◆ Written task:
Count the lines in the entries below that contain the string "green". Reply with that number only.

— begin Exercise inputs —

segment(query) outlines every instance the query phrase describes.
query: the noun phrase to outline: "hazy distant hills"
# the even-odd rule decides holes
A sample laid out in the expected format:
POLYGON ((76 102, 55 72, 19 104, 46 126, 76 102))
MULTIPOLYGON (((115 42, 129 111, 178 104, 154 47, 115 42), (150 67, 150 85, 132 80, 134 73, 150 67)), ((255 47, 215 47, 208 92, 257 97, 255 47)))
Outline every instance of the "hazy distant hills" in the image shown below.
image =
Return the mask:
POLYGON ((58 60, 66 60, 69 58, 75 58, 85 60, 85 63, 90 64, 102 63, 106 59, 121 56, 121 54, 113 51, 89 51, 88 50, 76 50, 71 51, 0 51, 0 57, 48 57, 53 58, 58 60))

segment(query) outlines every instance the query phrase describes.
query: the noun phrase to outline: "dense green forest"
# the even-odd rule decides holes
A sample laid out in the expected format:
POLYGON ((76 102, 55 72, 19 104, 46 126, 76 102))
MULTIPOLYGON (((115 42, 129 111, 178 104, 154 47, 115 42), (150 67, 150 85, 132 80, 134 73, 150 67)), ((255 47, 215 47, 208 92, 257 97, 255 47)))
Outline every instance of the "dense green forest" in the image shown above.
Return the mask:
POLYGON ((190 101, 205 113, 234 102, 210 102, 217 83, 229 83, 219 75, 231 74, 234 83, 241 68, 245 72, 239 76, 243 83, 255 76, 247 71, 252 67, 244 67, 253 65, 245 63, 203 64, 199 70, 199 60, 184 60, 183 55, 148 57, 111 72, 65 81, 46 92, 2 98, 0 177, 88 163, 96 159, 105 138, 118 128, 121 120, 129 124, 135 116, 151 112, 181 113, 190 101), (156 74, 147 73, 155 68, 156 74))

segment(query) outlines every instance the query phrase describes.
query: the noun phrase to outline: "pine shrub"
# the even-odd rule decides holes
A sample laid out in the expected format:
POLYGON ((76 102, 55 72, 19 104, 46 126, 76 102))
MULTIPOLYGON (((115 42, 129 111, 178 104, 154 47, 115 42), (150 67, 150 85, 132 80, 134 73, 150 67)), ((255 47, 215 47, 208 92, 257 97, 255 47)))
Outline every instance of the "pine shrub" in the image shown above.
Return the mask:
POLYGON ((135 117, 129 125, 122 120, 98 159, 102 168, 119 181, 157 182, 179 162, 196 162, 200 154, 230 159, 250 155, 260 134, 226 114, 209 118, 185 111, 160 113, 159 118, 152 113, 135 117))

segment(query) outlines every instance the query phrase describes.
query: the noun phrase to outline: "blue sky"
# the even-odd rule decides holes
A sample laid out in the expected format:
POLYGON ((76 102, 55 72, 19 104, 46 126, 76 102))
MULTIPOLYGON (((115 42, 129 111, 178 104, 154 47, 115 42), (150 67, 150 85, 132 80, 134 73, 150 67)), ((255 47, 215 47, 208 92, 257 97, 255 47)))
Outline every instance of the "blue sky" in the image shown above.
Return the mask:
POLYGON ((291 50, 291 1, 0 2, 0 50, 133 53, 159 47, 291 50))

— end Exercise inputs —

◆ Worked solution:
2